Saved entries
>>>

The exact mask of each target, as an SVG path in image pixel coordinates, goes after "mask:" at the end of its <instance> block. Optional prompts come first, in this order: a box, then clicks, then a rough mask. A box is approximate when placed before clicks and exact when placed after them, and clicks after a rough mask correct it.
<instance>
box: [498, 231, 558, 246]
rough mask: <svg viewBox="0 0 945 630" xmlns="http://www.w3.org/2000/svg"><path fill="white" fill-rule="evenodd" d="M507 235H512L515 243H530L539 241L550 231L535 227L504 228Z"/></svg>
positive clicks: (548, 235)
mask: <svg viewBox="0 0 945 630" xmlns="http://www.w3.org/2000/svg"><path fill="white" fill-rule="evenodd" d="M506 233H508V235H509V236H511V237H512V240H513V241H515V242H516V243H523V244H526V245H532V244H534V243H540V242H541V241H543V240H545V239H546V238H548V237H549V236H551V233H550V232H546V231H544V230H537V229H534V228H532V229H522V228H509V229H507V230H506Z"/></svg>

<<<

■ TASK PROMPT:
Reproduce the data with "positive clicks" swapped for "foreground clicks" wherever it appears, leaving every other character as it stands.

■ EXPECTED OUTPUT:
The exact mask of each target, as an SVG path in image pixel coordinates, goes after "mask:" at the end of its <instance> block. Optional prompts come first, in this order: a box, then clicks, then a rough mask. A box is approximate when placed before clicks and exact when placed after them, and clicks after a rough mask correct it.
<instance>
box: [498, 231, 558, 246]
rough mask: <svg viewBox="0 0 945 630" xmlns="http://www.w3.org/2000/svg"><path fill="white" fill-rule="evenodd" d="M507 235H512L515 243H530L539 241L550 231L535 227L504 228Z"/></svg>
foreground clicks: (548, 235)
mask: <svg viewBox="0 0 945 630" xmlns="http://www.w3.org/2000/svg"><path fill="white" fill-rule="evenodd" d="M506 233H508V235H509V236H511V237H512V240H513V241H515V242H516V243H523V244H526V245H532V244H534V243H540V242H541V241H543V240H545V239H546V238H548V237H549V236H551V233H550V232H546V231H544V230H537V229H534V228H532V229H522V228H509V229H507V230H506Z"/></svg>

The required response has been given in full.